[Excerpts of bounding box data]
start
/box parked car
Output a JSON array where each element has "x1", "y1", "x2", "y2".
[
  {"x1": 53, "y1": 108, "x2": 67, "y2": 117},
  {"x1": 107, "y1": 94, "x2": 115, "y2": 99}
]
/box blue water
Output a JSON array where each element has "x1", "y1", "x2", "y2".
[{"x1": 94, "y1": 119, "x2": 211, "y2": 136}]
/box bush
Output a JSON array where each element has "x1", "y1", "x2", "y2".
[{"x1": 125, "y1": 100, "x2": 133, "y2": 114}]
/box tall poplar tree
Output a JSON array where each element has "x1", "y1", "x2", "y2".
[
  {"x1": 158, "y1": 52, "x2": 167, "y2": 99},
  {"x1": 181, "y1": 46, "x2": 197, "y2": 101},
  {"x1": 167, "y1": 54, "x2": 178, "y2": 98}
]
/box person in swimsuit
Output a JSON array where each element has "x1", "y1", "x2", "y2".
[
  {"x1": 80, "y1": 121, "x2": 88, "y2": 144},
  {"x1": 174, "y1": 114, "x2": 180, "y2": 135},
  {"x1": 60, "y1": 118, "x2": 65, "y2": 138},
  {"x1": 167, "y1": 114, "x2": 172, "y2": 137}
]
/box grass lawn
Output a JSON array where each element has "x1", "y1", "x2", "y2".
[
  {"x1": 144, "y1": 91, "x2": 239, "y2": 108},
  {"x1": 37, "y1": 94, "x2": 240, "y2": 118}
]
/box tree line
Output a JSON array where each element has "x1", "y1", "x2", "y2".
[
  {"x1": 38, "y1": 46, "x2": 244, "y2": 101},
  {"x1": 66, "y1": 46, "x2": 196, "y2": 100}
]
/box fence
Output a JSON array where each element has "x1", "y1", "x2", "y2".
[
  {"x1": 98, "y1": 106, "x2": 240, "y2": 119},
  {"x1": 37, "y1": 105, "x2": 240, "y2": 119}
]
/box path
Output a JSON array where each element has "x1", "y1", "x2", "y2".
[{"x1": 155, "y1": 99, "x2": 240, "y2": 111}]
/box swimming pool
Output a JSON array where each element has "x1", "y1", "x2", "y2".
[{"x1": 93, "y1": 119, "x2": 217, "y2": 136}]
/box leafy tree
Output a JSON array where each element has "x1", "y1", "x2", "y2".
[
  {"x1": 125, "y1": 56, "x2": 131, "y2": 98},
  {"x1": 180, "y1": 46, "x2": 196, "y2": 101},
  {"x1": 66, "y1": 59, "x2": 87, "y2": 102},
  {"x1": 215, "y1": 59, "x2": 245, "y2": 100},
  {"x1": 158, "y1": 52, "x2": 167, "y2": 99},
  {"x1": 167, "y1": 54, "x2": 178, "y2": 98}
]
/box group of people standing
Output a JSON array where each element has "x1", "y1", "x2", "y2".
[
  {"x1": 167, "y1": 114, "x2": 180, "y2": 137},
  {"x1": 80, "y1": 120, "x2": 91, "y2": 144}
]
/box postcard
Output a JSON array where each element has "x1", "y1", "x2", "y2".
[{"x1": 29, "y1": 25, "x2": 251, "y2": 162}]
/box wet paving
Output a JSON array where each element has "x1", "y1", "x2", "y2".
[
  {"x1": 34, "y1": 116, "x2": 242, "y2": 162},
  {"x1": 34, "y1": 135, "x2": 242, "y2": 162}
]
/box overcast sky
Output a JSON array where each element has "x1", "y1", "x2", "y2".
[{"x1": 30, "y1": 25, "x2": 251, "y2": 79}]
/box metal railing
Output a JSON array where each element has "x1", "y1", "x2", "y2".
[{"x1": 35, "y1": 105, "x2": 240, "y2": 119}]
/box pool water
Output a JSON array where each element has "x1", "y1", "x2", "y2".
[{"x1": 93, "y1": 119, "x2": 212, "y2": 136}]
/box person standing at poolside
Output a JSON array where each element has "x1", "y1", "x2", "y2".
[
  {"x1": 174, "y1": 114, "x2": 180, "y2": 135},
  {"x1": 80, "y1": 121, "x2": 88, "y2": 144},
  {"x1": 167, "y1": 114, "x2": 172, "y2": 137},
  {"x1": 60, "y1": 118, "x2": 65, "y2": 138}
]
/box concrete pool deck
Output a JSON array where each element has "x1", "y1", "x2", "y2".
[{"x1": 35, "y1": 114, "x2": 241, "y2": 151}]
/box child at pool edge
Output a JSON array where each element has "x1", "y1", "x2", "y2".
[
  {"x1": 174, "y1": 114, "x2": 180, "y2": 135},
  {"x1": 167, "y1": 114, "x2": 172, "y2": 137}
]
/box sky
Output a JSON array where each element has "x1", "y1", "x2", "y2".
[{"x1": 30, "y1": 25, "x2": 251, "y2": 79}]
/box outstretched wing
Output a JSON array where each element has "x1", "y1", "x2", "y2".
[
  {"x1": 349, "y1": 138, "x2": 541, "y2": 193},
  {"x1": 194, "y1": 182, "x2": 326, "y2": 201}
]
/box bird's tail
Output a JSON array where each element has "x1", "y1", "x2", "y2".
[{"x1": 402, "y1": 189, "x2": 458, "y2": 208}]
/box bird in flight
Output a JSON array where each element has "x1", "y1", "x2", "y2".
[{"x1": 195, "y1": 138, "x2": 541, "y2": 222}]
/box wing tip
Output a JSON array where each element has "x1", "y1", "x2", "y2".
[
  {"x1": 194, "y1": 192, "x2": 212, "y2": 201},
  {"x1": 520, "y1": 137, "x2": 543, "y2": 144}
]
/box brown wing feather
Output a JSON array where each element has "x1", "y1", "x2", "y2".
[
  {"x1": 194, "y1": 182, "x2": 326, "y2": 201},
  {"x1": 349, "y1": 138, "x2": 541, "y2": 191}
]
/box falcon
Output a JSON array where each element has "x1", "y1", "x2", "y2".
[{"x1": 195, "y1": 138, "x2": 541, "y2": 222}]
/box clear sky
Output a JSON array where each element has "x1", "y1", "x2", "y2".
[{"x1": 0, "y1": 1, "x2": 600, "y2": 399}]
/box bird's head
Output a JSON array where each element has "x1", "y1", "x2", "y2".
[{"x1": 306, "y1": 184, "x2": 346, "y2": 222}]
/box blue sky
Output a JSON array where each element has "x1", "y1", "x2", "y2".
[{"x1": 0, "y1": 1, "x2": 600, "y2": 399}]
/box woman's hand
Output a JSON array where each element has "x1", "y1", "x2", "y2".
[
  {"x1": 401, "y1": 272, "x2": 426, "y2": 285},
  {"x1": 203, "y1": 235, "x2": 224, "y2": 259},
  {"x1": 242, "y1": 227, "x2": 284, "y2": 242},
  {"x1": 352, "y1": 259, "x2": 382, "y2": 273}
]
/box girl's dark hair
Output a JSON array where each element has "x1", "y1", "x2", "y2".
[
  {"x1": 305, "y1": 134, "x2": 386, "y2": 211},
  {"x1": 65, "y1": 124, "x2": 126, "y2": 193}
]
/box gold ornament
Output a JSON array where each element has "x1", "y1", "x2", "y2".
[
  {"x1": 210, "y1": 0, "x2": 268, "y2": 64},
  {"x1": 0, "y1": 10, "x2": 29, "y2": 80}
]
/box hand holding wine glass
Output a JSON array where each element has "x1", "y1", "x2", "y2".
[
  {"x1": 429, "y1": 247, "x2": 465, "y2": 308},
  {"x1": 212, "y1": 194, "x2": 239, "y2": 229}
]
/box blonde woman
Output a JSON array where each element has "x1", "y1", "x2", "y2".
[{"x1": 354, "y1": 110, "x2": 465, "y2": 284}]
end
§ Problem to solve: Locate each line in the rows above that contains the word "person" and copy those lines out. Case matters.

§ Result:
/box person in swimsuit
/box person standing at poolside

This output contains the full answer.